Rewrite only the lines below that run from the one containing "On the interface shown above, find the glass" through the last line, both ends included. Multiply every bounding-box coordinate in the answers by 1.4 and round to whole numbers with halves rounded up, keeping everything else as it is and leaving out the pictures.

### EXERCISE MATERIAL
# # # # #
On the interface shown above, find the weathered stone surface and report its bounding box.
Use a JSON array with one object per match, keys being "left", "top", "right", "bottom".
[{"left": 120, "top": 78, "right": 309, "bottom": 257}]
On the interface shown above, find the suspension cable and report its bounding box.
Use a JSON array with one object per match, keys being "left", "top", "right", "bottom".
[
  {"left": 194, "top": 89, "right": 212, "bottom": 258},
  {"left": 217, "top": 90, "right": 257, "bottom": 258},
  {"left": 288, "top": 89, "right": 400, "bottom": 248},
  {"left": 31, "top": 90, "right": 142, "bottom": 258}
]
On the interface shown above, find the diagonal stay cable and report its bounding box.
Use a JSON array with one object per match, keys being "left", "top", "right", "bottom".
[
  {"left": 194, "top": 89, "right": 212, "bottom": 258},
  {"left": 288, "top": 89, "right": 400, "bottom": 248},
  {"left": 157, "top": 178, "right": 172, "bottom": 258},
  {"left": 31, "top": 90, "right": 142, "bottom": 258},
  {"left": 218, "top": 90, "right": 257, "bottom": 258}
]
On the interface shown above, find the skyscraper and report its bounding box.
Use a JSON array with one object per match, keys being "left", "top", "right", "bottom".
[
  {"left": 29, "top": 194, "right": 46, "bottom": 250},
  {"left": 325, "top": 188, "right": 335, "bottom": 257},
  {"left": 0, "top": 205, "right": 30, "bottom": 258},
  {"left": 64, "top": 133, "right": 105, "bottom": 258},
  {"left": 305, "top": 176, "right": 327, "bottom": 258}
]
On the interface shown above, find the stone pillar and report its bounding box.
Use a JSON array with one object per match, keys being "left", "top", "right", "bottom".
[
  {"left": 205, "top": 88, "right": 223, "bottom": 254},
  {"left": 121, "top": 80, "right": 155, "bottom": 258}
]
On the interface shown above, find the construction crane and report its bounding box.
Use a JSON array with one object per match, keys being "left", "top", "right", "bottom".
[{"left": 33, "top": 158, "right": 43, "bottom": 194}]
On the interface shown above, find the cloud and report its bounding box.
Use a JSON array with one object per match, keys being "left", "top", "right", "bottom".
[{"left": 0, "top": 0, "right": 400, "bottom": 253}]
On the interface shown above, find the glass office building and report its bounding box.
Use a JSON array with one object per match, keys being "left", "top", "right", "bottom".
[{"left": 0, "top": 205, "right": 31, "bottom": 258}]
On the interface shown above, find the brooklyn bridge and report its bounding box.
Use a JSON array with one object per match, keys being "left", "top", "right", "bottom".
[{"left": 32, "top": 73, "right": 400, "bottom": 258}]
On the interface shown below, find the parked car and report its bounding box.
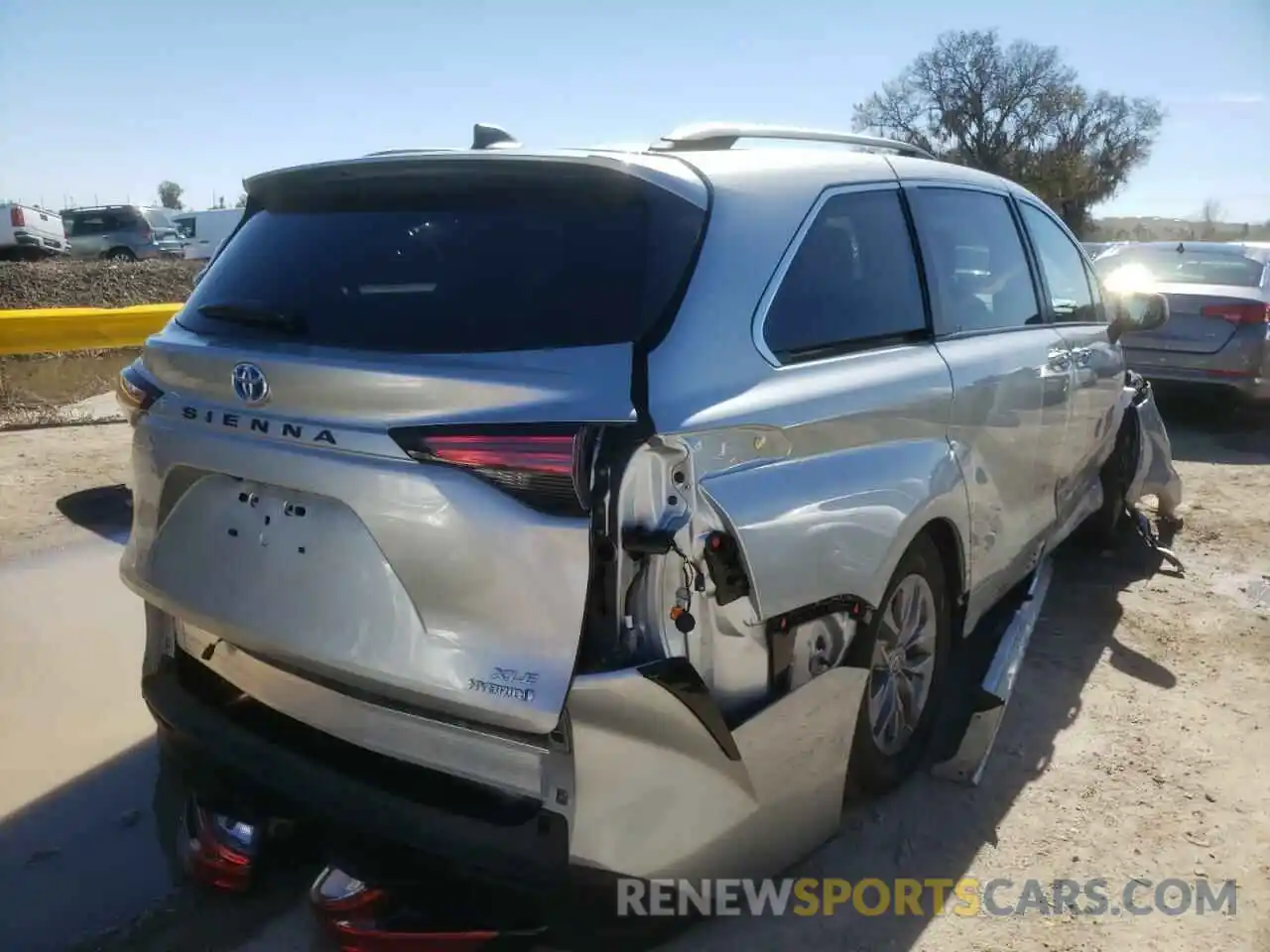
# # # # #
### EXERCISE SOLUTION
On the interface shown above, find the glass office building and report its bounding box.
Use a JSON array with one object per match, keys being "left", "top", "right", "bottom".
[{"left": 0, "top": 287, "right": 43, "bottom": 361}]
On the interface shown above, find the brooklyn bridge and report its bounding box.
Use a JSON array with one object per match, keys being "left", "top", "right", "bottom".
[{"left": 45, "top": 102, "right": 560, "bottom": 361}]
On the interface shown below, find the parked car and report its bounding box.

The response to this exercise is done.